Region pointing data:
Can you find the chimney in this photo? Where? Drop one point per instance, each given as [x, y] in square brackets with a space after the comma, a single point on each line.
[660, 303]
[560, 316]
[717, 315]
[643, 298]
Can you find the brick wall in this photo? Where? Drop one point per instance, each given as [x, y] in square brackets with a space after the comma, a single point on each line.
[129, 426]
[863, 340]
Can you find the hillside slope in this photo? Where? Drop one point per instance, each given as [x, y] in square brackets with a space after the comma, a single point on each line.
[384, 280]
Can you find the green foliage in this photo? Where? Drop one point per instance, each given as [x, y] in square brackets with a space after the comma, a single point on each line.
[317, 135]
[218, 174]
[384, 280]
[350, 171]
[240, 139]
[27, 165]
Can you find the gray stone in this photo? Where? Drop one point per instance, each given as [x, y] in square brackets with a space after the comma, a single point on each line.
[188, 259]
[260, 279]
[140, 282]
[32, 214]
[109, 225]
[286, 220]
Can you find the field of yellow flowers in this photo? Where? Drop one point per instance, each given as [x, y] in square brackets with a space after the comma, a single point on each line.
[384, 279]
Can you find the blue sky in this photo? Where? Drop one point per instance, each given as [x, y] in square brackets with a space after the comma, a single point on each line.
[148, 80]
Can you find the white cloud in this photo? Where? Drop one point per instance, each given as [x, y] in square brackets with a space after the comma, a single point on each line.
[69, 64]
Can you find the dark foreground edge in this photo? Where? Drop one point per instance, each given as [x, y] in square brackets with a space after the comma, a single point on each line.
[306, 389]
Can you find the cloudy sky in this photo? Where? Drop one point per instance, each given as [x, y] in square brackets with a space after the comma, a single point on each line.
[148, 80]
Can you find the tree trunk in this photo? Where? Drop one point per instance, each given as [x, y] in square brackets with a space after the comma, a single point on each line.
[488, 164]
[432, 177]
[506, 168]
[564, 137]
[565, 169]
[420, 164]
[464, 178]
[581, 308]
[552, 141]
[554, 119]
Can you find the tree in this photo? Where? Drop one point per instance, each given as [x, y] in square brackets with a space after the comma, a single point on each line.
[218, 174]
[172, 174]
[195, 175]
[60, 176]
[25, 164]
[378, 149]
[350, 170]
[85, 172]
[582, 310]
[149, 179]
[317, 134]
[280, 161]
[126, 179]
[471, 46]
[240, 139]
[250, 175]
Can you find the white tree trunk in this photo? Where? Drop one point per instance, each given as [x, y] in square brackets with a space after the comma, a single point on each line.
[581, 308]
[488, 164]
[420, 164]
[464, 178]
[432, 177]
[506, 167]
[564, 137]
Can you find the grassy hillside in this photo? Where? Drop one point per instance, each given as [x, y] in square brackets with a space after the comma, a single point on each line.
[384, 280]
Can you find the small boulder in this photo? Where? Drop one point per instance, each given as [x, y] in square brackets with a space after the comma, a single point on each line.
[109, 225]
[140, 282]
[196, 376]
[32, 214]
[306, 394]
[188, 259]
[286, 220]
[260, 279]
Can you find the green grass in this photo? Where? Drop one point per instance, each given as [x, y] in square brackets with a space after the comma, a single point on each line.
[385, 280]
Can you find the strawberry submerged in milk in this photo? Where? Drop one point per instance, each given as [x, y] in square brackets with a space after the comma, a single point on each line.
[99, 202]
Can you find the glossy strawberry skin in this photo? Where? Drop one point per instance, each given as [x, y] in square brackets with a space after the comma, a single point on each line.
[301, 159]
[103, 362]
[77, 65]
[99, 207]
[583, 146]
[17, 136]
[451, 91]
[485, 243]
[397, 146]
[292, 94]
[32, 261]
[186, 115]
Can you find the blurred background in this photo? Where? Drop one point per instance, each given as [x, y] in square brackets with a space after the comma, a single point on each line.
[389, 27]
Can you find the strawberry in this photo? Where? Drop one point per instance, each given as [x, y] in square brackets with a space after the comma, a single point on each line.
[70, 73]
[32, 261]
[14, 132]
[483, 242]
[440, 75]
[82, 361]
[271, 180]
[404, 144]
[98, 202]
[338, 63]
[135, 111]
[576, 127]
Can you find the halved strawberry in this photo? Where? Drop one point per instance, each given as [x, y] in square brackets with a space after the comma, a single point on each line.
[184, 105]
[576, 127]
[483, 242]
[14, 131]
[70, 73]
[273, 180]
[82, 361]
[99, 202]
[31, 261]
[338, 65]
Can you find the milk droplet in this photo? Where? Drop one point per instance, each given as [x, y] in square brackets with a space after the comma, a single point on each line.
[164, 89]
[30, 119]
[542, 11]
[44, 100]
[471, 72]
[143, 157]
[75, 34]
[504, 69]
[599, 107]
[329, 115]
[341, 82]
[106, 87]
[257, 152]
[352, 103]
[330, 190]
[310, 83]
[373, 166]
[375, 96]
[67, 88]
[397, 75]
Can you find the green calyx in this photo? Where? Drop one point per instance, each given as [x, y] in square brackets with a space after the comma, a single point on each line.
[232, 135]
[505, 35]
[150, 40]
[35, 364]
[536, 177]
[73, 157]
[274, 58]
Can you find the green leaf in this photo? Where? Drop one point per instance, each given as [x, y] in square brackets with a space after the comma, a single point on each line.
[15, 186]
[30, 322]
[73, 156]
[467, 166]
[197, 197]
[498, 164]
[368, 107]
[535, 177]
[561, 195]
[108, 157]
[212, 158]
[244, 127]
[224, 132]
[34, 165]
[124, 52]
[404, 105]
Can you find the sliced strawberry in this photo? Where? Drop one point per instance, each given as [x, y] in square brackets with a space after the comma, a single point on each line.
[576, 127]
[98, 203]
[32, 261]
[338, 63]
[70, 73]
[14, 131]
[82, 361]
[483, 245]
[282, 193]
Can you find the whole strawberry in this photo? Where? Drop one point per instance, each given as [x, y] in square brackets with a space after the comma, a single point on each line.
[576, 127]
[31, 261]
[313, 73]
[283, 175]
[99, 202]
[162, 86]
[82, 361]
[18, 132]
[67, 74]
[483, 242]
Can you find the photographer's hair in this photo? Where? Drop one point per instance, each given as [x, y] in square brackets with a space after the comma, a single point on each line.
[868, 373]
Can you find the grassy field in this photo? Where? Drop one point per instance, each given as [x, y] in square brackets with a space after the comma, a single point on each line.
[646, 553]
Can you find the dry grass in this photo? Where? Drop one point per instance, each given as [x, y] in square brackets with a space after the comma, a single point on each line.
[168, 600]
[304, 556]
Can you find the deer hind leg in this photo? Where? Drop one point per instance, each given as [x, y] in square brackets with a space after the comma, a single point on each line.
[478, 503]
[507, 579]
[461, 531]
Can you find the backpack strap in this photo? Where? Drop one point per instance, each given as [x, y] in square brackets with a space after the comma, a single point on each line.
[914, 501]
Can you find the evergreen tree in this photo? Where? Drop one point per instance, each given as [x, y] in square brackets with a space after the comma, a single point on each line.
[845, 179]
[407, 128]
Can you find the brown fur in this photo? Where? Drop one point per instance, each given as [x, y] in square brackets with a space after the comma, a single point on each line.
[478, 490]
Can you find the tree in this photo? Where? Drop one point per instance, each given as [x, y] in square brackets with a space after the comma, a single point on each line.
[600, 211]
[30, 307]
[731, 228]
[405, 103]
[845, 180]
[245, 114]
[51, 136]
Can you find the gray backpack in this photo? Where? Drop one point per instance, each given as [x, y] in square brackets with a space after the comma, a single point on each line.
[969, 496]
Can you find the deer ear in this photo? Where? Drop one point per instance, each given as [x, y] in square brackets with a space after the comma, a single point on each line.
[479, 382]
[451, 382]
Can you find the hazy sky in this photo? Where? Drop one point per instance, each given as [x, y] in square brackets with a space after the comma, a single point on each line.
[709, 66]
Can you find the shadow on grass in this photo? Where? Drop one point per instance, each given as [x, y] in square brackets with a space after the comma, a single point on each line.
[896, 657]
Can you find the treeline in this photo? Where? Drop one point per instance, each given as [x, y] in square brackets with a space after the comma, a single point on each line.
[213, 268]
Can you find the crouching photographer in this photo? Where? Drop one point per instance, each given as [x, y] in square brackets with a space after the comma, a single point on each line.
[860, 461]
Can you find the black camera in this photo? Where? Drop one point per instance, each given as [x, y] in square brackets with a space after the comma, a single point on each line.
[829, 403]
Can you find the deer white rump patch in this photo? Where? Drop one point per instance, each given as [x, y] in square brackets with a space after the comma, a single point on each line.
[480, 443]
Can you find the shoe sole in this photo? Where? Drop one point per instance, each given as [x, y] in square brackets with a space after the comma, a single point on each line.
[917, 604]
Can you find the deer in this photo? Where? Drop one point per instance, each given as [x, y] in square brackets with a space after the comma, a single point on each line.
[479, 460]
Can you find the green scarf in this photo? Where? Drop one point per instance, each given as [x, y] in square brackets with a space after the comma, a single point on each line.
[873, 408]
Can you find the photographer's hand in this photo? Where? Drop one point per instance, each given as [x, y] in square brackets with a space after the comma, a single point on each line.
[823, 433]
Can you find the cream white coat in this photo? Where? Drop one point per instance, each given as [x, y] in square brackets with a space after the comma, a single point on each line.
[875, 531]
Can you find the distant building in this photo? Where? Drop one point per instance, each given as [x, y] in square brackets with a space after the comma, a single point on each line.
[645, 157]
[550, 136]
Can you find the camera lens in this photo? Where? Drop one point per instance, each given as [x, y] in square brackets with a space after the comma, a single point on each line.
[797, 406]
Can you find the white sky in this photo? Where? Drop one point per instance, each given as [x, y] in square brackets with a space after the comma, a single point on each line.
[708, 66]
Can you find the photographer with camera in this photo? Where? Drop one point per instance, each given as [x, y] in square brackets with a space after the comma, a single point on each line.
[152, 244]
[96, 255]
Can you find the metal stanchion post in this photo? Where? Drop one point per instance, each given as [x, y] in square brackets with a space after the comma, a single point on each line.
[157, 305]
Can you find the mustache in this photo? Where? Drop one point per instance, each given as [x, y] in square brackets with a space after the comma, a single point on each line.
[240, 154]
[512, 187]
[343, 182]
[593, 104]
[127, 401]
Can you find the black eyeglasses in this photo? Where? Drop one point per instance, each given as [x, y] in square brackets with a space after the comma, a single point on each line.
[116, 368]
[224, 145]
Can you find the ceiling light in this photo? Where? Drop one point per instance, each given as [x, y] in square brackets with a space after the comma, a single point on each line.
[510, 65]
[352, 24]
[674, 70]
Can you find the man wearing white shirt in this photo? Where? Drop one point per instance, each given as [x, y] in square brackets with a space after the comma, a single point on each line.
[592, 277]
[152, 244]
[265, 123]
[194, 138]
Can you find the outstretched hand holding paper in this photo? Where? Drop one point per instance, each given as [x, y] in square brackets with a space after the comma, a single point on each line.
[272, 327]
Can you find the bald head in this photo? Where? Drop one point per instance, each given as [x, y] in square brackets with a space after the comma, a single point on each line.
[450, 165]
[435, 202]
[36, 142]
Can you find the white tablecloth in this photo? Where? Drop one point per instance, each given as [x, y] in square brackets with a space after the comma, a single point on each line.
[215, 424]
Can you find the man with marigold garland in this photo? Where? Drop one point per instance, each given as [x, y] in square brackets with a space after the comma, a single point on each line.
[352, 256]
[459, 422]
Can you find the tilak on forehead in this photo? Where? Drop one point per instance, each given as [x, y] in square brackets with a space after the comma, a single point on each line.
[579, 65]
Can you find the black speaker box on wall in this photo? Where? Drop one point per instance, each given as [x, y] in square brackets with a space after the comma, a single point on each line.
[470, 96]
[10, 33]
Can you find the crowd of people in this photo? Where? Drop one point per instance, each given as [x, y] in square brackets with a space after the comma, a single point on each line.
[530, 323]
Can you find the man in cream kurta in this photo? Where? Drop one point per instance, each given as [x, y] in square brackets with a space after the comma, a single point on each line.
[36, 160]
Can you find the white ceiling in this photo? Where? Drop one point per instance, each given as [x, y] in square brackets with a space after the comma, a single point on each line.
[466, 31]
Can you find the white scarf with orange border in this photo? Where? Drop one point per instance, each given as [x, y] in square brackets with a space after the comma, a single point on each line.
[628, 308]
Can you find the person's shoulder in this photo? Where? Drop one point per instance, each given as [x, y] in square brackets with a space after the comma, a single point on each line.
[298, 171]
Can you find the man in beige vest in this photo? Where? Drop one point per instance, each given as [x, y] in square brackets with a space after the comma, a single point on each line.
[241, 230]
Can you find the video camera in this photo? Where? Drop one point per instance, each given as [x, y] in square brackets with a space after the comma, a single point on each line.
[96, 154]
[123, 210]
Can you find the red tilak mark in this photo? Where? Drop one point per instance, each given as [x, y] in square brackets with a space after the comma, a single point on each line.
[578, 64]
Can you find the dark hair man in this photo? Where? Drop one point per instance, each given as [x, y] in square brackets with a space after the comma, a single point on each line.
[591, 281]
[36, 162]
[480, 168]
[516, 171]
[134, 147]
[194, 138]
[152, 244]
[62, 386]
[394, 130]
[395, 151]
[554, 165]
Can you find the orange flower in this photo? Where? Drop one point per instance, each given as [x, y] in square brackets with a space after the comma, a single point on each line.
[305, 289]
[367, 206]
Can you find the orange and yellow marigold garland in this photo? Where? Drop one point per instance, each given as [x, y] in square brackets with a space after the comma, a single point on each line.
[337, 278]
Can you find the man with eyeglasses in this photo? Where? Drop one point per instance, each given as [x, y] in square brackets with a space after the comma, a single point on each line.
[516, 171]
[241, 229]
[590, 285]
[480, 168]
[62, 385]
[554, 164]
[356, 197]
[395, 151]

Required action: The answer must be the lines from the one containing "Can you find the red" through the last line of the records, written out exactly; please include nothing more.

Exercise answer:
Can you find the red tilak mark in this photo? Where? Drop one point per instance, each given as [x, y] in square brackets with a space after the comma, a single point on each line.
[578, 64]
Can you find the dark hair man in this photo? Where? Drop one point per instance, each given as [x, y] in square brackets with a space after the comma, a single point on each line.
[591, 281]
[36, 162]
[480, 168]
[516, 171]
[134, 147]
[194, 138]
[152, 244]
[62, 386]
[394, 130]
[395, 151]
[554, 165]
Can you find the orange flower in this photo? Where? Drop one point per instance, each given as [x, y] in square brackets with a space after the comma, a single point on each line.
[305, 289]
[367, 206]
Can you find the orange and yellow marigold garland in this photo? Where? Drop one point per instance, each given as [x, y] in square brackets with a space after the comma, a single point on each line.
[337, 278]
Can you find the man with eyeglasses in this photo? Where? Drop one point per instance, each given as [x, y] in square brackets with a space after the comma, a single point on each line.
[516, 171]
[241, 229]
[590, 285]
[480, 168]
[62, 385]
[554, 164]
[356, 197]
[395, 151]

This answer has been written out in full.